## TEXTO:
= = = =

O ambiente de negócios no Brasil melhorou, mas ainda é difícil. Pelo menos de acordo com o relatório Doing Business, publicado todo ano pelo Banco Mundial desde 2003. De acordo com a edição deste ano, divulgada no fim de outubro com previsões para 2019, o Brasil saiu da 125ª posição para a 109ª. O estudo analisa 190 países.

Embora o Brasil vá bem em alguns critérios, perde na comparação com o resto da América Latina em quase tudo o que é essencial. Por exemplo, uma empresa de São Paulo gasta 1.958 horas por ano para pagar seus impostos. Na América Latina, a média é de 330 horas. Entre os dez países mais desenvolvidos da OCDE, gastam-se em média 159 horas por ano com impostos.

Começar um negócio também não é tarefa simples. Um empresário em São Paulo ou no Rio de Janeiro (as duas cidades avaliadas pelo Banco Mundial) tem de enfrentar 11 “procedimentos burocráticos” para registrar uma empresa. Na América Latina são 8,2, em média. Na OCDE, cinco.

Não à toa são duas das áreas em que o Brasil está pior que a maioria dos demais países. Por causa das complicações tributárias, o país está em 184º no ranking geral. No quesito “começar um negócio”, está em 140º.

Mas nem tudo são trevas. O país vem melhorando, por exemplo, no cumprimento de seus contratos, segundo o relatório do Banco Mundial. No ranking da categoria, está em 48º lugar, à frente de todos os seus vizinhos e atrás apenas de economias mais desenvolvidas.

Esse é um critério complicado, segundo a explicação do Banco Mundial. Nenhum país é considerado o cenário ideal para se fazer valer contratos. Mas o custo de litígios contratuais no Brasil é de 20,7%, em média, do valor do contrato. Entre os maiores da OCDE, o custo é de 21,2%. Na média da América Latina, 31,4%.

E o Judiciário brasileiro vai bem na comparação geral. O país levou nota 12,5 nesse critério, enquanto a América Latina ficou com 8 e a OCDE, 11,5. A régua vai até 18 e mede critérios como a estrutura das cortes, a paridade de armas entre representante e representado, distribuição automática de processos e a existência de meios alternativos de resolução de conflitos.

= = = =

## MATERIAL DE APOIO:
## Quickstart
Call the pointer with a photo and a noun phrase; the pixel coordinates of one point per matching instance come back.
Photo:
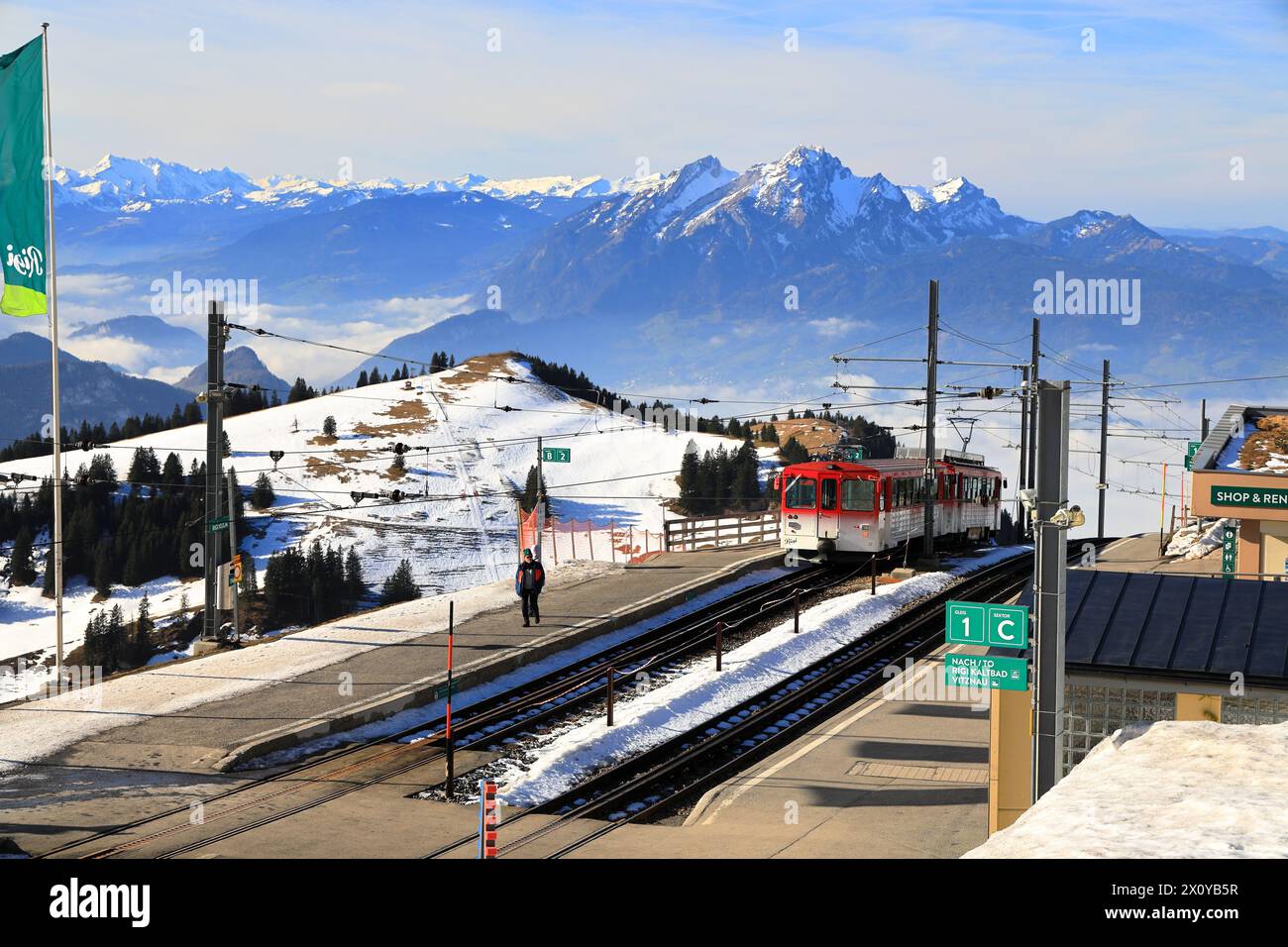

= = = =

## O QUE SE PEDE:
[1] Relacione os critérios que, segundo o texto sobre o ambiente de negócios no Brasil, são medidos pela régua que avalia o Judiciário.
[2] Dê prosseguimento ao texto sobre o ambiente de negócios no Brasil a partir da última frase apresentada.

## RESPOSTAS POR TAREFA:
[1]
- estrutura das cortes
- paridade de armas entre representante e representado
- distribuição automática de processos
- existência de meios alternativos de resolução de conflitos

[2]
Para dentro
O otimismo com o Judiciário brasileiro não tem muito apoio na comunidade jurídica local, aparentemente. Estudo produzido pelo Centro de Estudos em Direito Econômico e Social (Cedes) em 2016 comparou a realidade jurídica do Brasil com a do Chile e a da Argentina. No Brasil, os entrevistados, “advogados corporativos”, apontaram o Judiciário como moroso e ineficiente, além de caro e imprevisível — clique aqui e aqui para ler.

Também reclamaram da quantidade de processos. No Brasil, uma empresa do setor financeiro respondia a 5,8 mil vezes mais processos que uma na Argentina e 23,5 mil vezes que uma no Chile. No caso brasileiro, é uma ação judicial para cada 50 clientes; no Chile, é uma ação para cada 21 mil clientes. No mercado de bens de consumo, o cenário é parecido.

Entre as principais reclamações dos advogados ouvidos pela pesquisa, a banalização das ações de dano moral ajuizadas por clientes impulsionada pela “gratuidade indiscriminada da Justiça”, que estimula “aventuras jurídicas, face à ausência de qualquer consequência ao autor”, afirma o professor João Grandino Rodas, coordenador do Cedes e um dos responsáveis pela pesquisa, em sua coluna na ConJur. O levantamento foi coordenado pela professora Maria Tereza Sadek.

Outra área em que o Brasil não é competitivo é a que o Banco Mundial chama de “lidar com licença para construção”. O país está em 175º entre os 190 países analisados. Isso acontece porque uma empresa brasileira tem de dedicar 404 horas a 20 procedimentos burocráticos para conseguir uma licença, contra 199 horas para 15 procedimentos na América Latina e 153 horas em 12,7 procedimentos na medida da OCDE.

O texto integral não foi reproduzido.